### REQUIRED ACTION:
Quote the Battle of Ust-Padenga text in full, word for word.

- Battle of Ust-Padenga: Part of North Russia intervention in the Russian Civil War
| Date | January 19, 1919 |
| Location | Ust-Padenga, Arkhangelsk Governorate, Russia |
| Result | Soviet victory American retreat from Ust-Padenga; |
| Territorial changes | The Bolsheviks occupied Ust Padenga |

Belligerents
- United States: Russian SFSR

Commanders and leaders
- Lieutenant Harry Mead: Unknown

Units involved
- American Expeditionary Force, North Russia or the 339th Infantry Regiment "Polar Bears": Unknown

Strength
- 47 soldiers: ~800 Bolshevik infantrymen

Casualties and losses
- 25 killed, 15 injured: Unknown

= Battle of Ust-Padenga =

Battle during the Russian Civil War

The Battle of Ust-Padenga, also known as the Defense of Ust-Padenga, was a minor battle during the Russian Civil War, fought in Ust-Padenga, located in Arkhangelsk Governorate, 500 miles away from Moscow. It was a part of a larger retreat which occurred in January 1919 during the larger-scale Battle of Shenkursk.

### EXTRACTED RECORDS:
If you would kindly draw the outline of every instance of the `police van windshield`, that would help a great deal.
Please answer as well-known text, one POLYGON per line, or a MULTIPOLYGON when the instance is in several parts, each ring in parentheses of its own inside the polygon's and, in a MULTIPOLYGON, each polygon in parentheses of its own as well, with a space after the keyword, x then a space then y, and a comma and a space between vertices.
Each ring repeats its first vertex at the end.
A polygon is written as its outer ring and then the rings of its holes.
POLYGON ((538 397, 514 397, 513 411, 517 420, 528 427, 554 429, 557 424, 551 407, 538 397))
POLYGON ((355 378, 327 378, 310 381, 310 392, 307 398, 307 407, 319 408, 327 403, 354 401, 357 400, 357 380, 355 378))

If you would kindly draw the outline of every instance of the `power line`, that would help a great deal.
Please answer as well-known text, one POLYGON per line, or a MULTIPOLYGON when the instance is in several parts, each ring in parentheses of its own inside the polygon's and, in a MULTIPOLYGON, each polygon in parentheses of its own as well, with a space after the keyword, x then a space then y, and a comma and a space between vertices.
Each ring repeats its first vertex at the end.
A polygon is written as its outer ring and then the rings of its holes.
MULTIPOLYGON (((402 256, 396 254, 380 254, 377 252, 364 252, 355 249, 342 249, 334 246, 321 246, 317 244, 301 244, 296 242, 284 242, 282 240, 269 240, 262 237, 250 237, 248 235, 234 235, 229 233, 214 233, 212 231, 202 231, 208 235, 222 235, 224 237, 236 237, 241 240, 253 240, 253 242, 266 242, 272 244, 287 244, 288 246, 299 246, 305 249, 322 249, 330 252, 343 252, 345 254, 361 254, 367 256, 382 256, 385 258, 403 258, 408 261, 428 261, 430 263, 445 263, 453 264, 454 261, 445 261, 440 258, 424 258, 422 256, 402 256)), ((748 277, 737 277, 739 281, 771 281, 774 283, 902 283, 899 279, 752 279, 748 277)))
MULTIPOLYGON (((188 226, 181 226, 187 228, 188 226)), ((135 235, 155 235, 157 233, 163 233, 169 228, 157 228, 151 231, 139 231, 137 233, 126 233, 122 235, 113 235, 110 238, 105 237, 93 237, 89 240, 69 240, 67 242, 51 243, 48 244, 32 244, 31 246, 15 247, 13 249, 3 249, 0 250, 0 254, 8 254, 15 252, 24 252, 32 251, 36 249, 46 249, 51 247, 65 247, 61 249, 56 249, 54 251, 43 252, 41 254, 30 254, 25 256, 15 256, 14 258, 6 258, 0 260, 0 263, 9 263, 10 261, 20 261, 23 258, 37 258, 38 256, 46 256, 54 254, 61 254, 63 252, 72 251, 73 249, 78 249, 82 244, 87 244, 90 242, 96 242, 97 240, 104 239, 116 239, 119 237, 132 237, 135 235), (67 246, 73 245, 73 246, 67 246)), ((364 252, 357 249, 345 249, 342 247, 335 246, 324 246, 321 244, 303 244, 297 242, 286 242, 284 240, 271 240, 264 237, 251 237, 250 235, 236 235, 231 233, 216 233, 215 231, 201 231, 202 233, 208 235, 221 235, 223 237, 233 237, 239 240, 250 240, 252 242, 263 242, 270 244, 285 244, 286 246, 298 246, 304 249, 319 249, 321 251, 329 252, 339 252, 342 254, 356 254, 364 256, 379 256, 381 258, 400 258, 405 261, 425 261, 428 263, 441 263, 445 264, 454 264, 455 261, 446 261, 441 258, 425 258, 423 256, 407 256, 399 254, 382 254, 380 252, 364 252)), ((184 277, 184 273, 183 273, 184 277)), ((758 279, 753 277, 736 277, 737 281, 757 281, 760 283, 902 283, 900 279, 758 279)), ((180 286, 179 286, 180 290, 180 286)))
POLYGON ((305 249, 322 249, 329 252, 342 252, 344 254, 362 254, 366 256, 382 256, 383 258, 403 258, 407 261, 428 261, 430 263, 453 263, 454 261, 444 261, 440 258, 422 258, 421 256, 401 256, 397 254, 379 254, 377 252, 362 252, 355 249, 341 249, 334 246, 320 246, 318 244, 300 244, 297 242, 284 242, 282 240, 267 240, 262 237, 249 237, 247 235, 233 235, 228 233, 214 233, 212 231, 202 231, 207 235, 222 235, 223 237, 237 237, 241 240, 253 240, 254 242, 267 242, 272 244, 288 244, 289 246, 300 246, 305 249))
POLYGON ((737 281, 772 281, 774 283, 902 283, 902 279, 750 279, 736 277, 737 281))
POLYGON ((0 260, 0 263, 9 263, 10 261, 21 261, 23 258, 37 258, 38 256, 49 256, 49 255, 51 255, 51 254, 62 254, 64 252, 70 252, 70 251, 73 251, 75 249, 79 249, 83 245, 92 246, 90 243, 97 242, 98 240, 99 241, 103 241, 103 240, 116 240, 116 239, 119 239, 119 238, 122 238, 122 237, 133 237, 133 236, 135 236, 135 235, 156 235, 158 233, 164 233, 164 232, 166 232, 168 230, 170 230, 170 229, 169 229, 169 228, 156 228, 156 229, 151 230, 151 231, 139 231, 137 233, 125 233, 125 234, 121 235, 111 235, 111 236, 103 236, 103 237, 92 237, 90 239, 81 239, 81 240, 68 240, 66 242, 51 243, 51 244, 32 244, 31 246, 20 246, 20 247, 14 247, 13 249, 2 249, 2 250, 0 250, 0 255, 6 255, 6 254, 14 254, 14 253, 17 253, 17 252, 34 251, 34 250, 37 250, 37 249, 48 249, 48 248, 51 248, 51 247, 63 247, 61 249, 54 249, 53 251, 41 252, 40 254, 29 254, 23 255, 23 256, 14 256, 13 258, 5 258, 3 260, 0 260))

### EXERCISE OUTPUT:
- Battle of Ust-Padenga: Part of North Russia intervention in the Russian Civil War
| Date | January 19, 1919 |
| Location | Ust-Padenga, Arkhangelsk Governorate, Russia |
| Result | Soviet victory American retreat from Ust-Padenga; |
| Territorial changes | The Bolsheviks occupied Ust Padenga |

Belligerents
- United States: Russian SFSR

Commanders and leaders
- Lieutenant Harry Mead: Unknown

Units involved
- American Expeditionary Force, North Russia or the 339th Infantry Regiment "Polar Bears": Unknown

Strength
- 47 soldiers: ~800 Bolshevik infantrymen

Casualties and losses
- 25 killed, 15 injured: Unknown

= Battle of Ust-Padenga =

Battle during the Russian Civil War

The Battle of Ust-Padenga, also known as the Defense of Ust-Padenga, was a minor battle during the Russian Civil War, fought in Ust-Padenga, located in Arkhangelsk Governorate, 500 miles away from Moscow. It was a part of a larger retreat which occurred in January 1919 during the larger-scale Battle of Shenkursk.